- [Work to be completed] How many lines in the material below contain the string "floor", with case counting? Reply with the number alone.

- [Records shown]
=-=-=

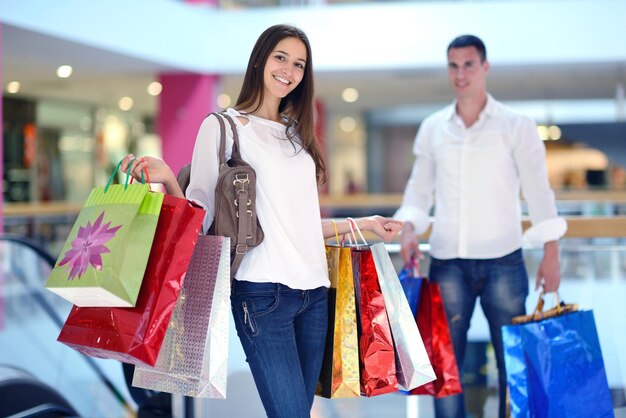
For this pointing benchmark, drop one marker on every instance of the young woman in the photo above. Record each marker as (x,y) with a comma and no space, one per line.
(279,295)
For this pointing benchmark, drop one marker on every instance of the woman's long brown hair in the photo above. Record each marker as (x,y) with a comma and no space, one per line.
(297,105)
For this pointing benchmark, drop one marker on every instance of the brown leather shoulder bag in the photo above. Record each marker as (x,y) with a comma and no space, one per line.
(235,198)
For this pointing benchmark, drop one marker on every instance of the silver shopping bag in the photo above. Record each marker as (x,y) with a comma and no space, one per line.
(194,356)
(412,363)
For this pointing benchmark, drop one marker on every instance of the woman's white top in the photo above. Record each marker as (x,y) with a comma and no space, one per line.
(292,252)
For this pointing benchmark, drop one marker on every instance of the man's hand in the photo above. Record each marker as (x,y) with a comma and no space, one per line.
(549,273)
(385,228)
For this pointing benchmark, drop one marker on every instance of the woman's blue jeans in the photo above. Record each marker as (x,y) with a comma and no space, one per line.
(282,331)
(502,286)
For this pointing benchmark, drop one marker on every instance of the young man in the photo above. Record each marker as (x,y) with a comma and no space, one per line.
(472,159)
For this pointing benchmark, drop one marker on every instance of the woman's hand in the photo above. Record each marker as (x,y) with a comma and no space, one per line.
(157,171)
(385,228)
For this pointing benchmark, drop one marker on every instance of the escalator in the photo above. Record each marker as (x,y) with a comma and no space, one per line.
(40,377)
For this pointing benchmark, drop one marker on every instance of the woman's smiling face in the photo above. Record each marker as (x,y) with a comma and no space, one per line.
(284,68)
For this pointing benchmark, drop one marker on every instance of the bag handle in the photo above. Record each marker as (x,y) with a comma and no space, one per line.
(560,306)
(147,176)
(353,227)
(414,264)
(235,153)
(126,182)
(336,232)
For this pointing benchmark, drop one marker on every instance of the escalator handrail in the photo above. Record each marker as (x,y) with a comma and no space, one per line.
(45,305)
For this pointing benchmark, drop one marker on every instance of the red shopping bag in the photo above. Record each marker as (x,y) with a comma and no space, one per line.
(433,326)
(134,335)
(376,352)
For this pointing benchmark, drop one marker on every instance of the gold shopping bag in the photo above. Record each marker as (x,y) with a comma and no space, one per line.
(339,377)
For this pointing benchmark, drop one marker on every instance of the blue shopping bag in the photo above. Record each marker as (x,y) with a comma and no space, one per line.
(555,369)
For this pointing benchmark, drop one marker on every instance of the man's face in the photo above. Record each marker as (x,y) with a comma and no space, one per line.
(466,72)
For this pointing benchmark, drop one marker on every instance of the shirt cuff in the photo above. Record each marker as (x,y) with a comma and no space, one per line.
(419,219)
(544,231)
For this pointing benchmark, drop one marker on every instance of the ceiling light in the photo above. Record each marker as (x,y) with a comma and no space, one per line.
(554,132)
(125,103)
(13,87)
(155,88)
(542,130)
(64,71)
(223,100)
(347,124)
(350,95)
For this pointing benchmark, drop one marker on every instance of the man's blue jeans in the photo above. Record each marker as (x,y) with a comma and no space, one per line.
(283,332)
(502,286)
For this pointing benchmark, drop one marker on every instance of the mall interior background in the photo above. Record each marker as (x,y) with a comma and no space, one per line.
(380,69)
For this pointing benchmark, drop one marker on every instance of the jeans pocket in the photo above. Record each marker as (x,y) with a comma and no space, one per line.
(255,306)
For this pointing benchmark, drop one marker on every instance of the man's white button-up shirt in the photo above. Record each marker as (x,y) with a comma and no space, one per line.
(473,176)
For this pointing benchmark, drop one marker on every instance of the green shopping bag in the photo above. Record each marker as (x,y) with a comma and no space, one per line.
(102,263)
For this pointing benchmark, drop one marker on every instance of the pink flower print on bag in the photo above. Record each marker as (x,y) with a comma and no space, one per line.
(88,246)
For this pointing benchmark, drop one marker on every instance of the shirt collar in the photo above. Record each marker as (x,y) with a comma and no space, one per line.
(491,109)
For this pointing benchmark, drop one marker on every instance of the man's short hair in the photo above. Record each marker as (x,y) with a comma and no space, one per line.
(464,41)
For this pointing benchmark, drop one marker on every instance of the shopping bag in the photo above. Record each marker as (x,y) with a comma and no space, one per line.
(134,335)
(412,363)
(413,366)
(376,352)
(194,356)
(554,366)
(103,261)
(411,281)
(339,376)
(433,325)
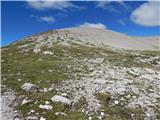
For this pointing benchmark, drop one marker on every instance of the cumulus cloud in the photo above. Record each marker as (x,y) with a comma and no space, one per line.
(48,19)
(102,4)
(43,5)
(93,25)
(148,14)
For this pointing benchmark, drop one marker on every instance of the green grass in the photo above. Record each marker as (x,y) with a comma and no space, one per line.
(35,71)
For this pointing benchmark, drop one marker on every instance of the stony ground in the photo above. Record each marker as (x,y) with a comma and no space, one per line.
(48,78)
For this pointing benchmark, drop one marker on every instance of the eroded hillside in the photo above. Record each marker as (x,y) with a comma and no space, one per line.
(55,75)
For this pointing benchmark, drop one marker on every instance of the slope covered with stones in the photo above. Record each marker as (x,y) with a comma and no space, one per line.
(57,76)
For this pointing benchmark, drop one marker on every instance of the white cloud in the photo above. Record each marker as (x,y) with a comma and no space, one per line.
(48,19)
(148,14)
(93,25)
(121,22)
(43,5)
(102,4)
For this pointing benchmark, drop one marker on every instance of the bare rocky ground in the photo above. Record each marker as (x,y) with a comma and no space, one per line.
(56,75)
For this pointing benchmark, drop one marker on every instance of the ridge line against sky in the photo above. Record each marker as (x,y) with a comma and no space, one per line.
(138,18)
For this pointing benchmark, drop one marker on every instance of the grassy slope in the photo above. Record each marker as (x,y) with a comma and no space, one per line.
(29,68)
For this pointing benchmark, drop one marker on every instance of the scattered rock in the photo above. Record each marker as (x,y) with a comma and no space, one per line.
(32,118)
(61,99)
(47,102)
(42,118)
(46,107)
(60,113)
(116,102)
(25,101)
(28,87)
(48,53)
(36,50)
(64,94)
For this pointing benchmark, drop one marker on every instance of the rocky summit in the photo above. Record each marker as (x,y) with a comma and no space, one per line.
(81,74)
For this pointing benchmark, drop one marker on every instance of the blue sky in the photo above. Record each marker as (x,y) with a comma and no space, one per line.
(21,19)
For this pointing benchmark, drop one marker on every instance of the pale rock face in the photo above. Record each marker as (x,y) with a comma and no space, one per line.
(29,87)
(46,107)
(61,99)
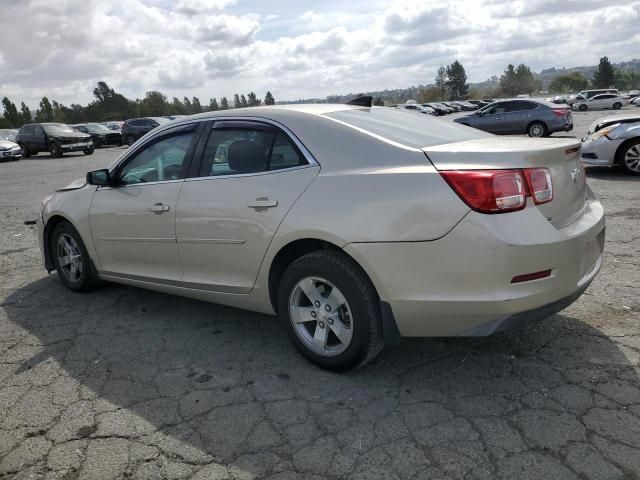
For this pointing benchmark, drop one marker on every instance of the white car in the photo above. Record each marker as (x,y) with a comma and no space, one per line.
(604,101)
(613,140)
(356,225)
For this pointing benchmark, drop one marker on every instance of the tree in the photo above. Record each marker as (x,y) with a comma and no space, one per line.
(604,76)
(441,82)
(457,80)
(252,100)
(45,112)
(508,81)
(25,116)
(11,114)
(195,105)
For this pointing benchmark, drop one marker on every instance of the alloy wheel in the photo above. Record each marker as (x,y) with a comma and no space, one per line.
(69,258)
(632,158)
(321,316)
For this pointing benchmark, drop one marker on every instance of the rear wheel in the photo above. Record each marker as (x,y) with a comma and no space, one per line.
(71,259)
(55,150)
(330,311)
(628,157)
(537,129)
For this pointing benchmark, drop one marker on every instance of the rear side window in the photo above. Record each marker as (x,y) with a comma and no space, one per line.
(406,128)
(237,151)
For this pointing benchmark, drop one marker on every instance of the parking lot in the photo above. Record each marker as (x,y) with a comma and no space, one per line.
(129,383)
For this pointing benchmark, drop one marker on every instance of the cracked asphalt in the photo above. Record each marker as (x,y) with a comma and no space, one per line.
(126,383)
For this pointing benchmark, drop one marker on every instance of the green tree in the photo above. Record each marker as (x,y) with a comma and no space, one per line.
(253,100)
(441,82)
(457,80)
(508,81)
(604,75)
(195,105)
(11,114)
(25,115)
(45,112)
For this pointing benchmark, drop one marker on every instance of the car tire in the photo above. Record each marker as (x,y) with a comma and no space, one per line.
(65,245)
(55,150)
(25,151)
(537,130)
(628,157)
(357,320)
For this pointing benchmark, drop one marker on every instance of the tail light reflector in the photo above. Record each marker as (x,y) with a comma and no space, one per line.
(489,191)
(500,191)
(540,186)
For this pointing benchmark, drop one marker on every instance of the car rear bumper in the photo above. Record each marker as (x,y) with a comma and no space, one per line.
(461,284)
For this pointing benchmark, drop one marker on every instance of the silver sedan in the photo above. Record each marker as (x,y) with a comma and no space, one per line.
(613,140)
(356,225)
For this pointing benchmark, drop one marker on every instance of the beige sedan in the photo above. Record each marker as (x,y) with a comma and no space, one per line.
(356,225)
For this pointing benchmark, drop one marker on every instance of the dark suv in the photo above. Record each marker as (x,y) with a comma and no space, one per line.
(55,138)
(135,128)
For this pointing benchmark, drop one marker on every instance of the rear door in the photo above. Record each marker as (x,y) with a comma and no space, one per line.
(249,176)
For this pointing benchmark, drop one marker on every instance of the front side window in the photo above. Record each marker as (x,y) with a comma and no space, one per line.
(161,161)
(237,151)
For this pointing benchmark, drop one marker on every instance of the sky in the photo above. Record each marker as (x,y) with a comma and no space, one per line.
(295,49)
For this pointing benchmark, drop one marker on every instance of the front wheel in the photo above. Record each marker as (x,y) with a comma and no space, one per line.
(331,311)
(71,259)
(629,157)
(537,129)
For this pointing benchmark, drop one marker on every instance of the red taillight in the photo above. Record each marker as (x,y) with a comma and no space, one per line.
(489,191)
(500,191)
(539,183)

=-=-=

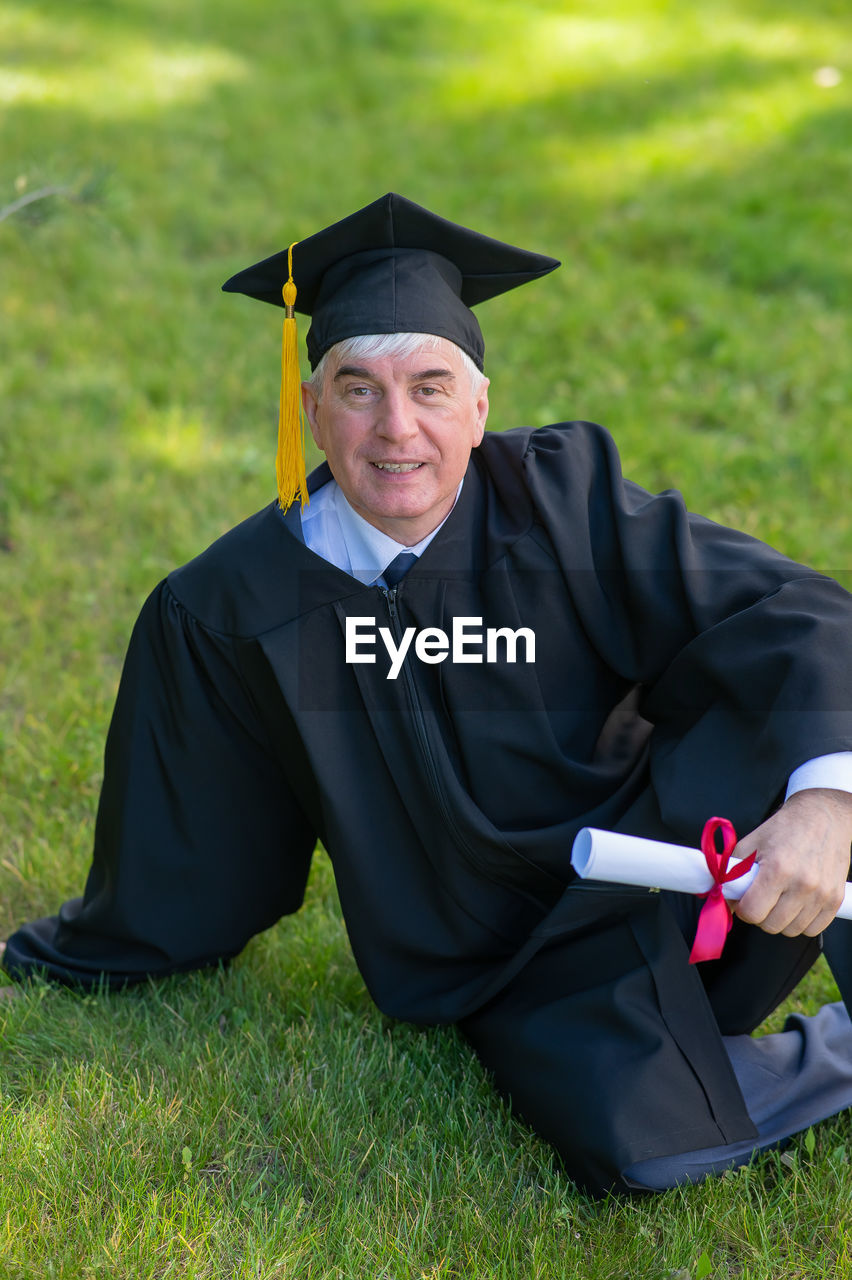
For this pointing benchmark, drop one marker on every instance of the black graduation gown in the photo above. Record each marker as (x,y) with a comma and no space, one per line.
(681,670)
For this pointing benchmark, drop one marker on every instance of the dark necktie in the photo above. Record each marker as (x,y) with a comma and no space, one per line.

=-=-=

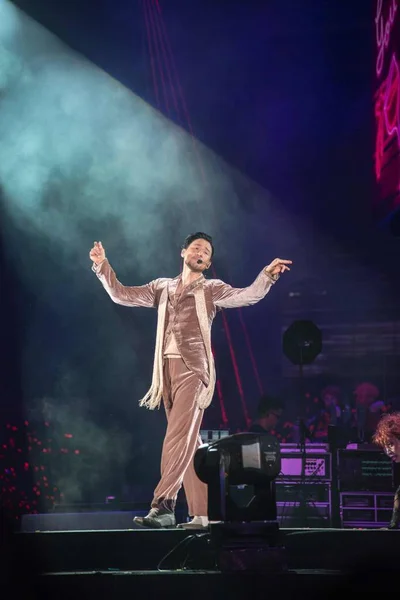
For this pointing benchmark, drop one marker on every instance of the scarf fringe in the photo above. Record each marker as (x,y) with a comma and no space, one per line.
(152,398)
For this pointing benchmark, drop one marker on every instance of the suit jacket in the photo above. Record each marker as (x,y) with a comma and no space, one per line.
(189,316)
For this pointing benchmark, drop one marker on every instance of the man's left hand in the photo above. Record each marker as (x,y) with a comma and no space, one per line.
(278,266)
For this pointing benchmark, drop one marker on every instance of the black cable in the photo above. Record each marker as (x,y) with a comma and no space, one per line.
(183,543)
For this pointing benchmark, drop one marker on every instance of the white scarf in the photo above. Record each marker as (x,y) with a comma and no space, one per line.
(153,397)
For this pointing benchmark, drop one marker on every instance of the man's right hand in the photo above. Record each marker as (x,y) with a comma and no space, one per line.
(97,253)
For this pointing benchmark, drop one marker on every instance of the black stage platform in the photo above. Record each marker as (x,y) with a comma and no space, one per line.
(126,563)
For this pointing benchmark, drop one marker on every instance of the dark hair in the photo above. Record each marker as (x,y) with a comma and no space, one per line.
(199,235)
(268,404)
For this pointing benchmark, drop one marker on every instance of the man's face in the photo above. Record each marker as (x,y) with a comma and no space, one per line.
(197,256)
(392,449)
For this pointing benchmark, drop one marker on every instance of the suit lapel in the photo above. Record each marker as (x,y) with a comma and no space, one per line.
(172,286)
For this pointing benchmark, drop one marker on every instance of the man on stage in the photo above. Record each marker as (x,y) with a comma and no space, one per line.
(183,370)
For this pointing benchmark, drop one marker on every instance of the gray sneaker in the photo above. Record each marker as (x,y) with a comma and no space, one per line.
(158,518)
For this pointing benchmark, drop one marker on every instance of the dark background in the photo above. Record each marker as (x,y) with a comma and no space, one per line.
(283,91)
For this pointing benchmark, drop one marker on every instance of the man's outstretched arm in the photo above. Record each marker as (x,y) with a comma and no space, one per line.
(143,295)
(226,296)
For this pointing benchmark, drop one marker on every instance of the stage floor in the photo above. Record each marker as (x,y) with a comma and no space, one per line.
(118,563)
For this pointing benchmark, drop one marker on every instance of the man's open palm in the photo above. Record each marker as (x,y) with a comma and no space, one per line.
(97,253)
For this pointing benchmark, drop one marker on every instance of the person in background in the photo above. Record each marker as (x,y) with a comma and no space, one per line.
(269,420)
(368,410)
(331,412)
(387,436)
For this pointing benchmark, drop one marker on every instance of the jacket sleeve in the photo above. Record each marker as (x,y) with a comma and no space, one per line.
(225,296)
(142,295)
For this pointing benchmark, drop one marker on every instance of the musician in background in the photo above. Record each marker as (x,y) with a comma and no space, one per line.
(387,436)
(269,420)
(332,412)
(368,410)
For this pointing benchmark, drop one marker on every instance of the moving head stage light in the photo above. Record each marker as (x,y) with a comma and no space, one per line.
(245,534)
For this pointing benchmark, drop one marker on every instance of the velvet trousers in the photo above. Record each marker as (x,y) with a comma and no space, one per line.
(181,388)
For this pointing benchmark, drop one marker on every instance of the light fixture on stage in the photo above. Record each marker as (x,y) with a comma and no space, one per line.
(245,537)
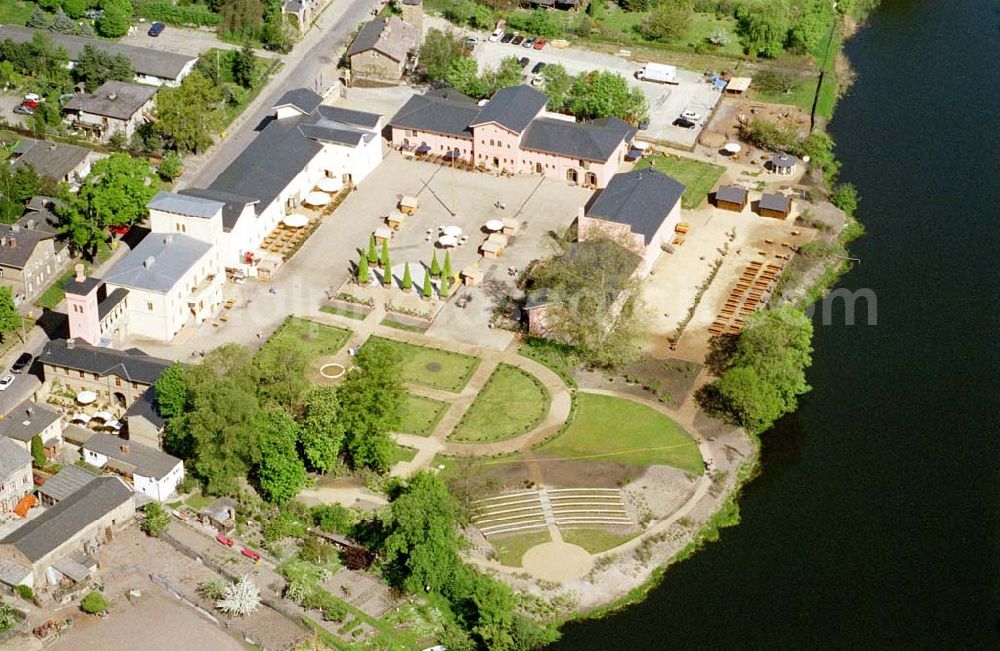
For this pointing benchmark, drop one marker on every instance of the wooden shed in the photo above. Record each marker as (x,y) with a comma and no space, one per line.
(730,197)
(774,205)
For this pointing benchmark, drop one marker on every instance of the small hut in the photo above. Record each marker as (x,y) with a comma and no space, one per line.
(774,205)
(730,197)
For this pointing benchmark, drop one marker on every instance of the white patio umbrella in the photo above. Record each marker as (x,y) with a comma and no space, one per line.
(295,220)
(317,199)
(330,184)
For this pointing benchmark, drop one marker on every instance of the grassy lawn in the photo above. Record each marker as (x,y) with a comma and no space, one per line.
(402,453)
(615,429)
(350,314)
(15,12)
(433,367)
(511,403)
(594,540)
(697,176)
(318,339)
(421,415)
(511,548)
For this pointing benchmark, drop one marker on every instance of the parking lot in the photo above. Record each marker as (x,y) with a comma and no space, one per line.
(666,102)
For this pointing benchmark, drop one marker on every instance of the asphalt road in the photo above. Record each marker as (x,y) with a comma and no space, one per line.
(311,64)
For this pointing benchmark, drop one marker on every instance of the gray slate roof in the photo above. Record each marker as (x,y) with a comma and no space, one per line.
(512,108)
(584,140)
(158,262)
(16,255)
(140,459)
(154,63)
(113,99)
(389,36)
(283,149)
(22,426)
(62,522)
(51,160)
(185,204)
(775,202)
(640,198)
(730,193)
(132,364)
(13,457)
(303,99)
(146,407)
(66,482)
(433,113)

=-=-=

- [Exercise solution] 1